• **STORED ROWS**

<<<<

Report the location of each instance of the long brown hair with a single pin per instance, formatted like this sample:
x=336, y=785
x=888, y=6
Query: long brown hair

>>>>
<<<<

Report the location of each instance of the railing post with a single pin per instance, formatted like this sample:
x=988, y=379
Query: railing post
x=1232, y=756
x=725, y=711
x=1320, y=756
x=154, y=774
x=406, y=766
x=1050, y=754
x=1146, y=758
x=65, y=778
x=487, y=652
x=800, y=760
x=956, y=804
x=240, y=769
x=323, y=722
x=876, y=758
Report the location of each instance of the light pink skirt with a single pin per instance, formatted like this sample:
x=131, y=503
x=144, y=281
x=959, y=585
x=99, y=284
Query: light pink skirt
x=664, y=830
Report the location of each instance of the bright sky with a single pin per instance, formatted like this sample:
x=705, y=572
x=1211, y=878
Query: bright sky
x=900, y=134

>>>>
<<<<

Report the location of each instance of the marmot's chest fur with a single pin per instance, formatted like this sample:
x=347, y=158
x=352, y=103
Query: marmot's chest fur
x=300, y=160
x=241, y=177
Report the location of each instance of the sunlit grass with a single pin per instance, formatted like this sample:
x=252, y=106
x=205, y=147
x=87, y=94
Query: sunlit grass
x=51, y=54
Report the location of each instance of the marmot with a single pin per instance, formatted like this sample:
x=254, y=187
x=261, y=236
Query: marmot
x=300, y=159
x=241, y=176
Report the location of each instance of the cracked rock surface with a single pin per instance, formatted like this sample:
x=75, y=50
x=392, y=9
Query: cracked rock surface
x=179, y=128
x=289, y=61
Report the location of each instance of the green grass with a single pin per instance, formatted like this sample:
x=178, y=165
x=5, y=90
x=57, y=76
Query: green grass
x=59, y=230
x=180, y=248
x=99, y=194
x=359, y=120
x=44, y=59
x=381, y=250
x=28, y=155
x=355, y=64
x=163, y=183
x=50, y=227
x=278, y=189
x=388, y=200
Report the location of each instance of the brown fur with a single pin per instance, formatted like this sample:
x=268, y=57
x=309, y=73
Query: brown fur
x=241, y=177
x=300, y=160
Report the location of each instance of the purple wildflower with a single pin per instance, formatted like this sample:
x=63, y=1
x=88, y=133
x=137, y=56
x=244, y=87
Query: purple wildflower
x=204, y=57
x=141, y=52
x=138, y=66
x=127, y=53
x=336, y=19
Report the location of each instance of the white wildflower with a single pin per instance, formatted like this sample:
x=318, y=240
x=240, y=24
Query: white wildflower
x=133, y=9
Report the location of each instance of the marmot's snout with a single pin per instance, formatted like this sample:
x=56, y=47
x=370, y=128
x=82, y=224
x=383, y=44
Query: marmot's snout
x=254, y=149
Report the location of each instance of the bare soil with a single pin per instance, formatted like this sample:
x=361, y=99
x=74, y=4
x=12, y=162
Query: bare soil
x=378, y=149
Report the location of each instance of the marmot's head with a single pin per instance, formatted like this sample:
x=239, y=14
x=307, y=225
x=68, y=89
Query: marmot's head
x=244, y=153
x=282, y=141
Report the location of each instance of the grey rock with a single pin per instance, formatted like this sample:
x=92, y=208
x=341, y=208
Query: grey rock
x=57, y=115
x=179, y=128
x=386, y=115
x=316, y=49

>>>>

• **INSTRUCTIONS FOR THE TASK**
Copy out the material again, from the line with "Report the location of each instance of the marmot's snout" up to and including the line with "x=254, y=149".

• **ANSWER FOR THE TASK**
Report the location of each instance of the marmot's snout with a single pin per instance, formatted like this sample:
x=56, y=47
x=370, y=128
x=82, y=224
x=383, y=44
Query: marmot's snout
x=254, y=149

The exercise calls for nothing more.